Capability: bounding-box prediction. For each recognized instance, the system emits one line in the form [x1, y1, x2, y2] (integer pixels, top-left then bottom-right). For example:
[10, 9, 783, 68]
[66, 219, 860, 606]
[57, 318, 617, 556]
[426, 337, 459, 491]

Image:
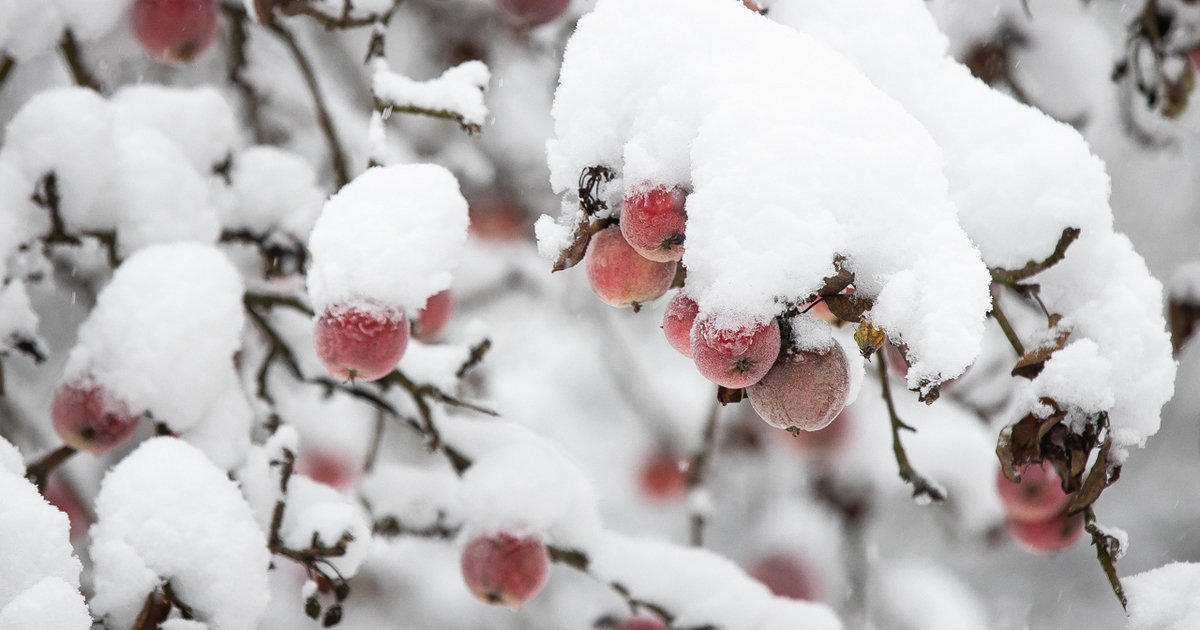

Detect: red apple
[297, 450, 357, 491]
[496, 0, 570, 25]
[691, 316, 781, 388]
[663, 292, 699, 357]
[996, 462, 1070, 523]
[468, 194, 529, 242]
[51, 378, 142, 455]
[620, 183, 688, 263]
[461, 532, 549, 610]
[614, 615, 668, 630]
[132, 0, 219, 65]
[313, 303, 408, 382]
[638, 451, 689, 502]
[1007, 511, 1084, 554]
[414, 290, 455, 343]
[748, 553, 820, 601]
[747, 344, 849, 432]
[585, 226, 676, 309]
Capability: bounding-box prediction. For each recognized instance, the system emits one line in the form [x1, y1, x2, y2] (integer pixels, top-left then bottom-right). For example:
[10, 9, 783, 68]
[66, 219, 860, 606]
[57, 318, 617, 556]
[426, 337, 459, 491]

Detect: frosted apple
[461, 532, 549, 610]
[51, 378, 142, 455]
[585, 226, 676, 309]
[497, 0, 570, 25]
[638, 451, 689, 502]
[748, 554, 820, 601]
[996, 462, 1070, 523]
[132, 0, 219, 64]
[747, 344, 849, 431]
[621, 183, 688, 263]
[1007, 511, 1085, 554]
[414, 290, 455, 343]
[663, 292, 699, 357]
[691, 316, 781, 388]
[314, 303, 409, 382]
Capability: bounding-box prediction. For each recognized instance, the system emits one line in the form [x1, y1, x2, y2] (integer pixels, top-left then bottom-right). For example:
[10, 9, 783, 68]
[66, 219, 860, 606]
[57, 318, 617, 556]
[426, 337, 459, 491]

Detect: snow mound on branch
[111, 85, 240, 173]
[281, 476, 372, 577]
[372, 60, 491, 130]
[769, 0, 1175, 449]
[307, 164, 469, 314]
[0, 438, 86, 630]
[89, 438, 270, 630]
[1125, 562, 1200, 630]
[226, 146, 325, 237]
[63, 243, 245, 433]
[0, 0, 131, 59]
[361, 463, 463, 532]
[543, 0, 991, 390]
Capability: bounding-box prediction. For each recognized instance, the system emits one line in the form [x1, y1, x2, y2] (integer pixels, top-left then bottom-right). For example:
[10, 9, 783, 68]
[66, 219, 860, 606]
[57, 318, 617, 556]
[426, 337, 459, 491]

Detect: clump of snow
[1125, 562, 1200, 630]
[62, 243, 245, 433]
[89, 438, 270, 630]
[280, 476, 373, 577]
[110, 85, 240, 174]
[0, 577, 92, 630]
[1015, 339, 1115, 432]
[182, 371, 256, 471]
[397, 340, 474, 392]
[307, 164, 470, 314]
[543, 0, 992, 392]
[372, 60, 491, 130]
[226, 146, 325, 237]
[361, 463, 463, 532]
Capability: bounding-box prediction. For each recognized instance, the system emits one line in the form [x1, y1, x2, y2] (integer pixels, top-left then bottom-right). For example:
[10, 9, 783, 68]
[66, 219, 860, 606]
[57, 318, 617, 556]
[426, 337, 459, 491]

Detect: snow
━━━━━━━━━━━━━━━━
Drop the pictures and reproduce the rest of the data above exactly.

Capability: bounding-box prediction. For each recognized instance, the system emits one line in the form [x1, y1, x2, y2] (integer pixels, top-left then bottom-right). For example:
[10, 9, 783, 68]
[66, 219, 860, 606]
[57, 318, 617, 556]
[426, 337, 459, 491]

Image:

Detect: red apple
[297, 450, 357, 491]
[496, 0, 570, 25]
[691, 316, 781, 388]
[663, 292, 699, 357]
[996, 462, 1070, 523]
[468, 194, 529, 242]
[51, 378, 142, 455]
[620, 183, 688, 263]
[461, 532, 549, 610]
[614, 615, 668, 630]
[132, 0, 219, 65]
[313, 303, 408, 382]
[638, 451, 689, 502]
[1007, 511, 1084, 554]
[414, 290, 455, 343]
[748, 553, 820, 601]
[747, 344, 849, 432]
[585, 226, 676, 309]
Capability: bounding-box prediction. For each recognized instance, the system emits one line in the form [x1, y1, x2, y2] (integer pixels, top-left then bottom-right). For example:
[10, 9, 783, 68]
[66, 219, 860, 606]
[57, 318, 617, 556]
[426, 337, 459, 491]

Detect: frosted apple
[461, 532, 549, 610]
[51, 378, 142, 455]
[585, 226, 676, 309]
[497, 0, 570, 25]
[638, 451, 689, 502]
[748, 554, 820, 601]
[996, 462, 1070, 523]
[132, 0, 219, 64]
[747, 344, 849, 431]
[621, 183, 688, 263]
[1007, 511, 1085, 554]
[414, 290, 455, 343]
[663, 292, 699, 357]
[691, 316, 781, 388]
[314, 303, 409, 382]
Capability: bounding-box prediction. For each recognized instance, the system emits one line in the form [x1, y1, x2, y2] (integer pixels, top-left then bottom-right). For example:
[10, 9, 783, 68]
[66, 219, 860, 606]
[57, 318, 617, 556]
[426, 337, 459, 491]

Detect: snow mound on branch
[111, 85, 240, 173]
[281, 476, 372, 577]
[372, 60, 491, 130]
[769, 0, 1175, 449]
[307, 164, 469, 314]
[0, 438, 86, 630]
[89, 438, 270, 630]
[1125, 562, 1200, 630]
[226, 146, 325, 237]
[63, 243, 245, 433]
[0, 0, 131, 59]
[361, 463, 463, 532]
[543, 0, 991, 390]
Capability: bounding-box prediction. For each recognized instance, the system emits one line in the form [x1, y1, x2, y2] (integer pixels, top-left then bottom-right). For example:
[10, 9, 783, 68]
[66, 219, 860, 606]
[57, 318, 617, 556]
[426, 337, 459, 491]

Detect: clump of snow
[1125, 562, 1200, 630]
[62, 243, 245, 433]
[89, 438, 270, 630]
[280, 476, 373, 577]
[110, 85, 240, 174]
[0, 577, 92, 630]
[1015, 339, 1115, 432]
[182, 371, 256, 471]
[397, 340, 474, 392]
[307, 164, 470, 314]
[543, 0, 992, 392]
[372, 60, 491, 130]
[226, 146, 325, 237]
[361, 463, 463, 532]
Capability: bounding-box prediction. For each recognized instance, the system emits one line in the form [x1, y1, x2, y2] (integer pixels, top-left then bottom-right). For example:
[10, 9, 783, 68]
[66, 219, 860, 606]
[57, 318, 617, 556]
[426, 337, 459, 491]

Detect: snow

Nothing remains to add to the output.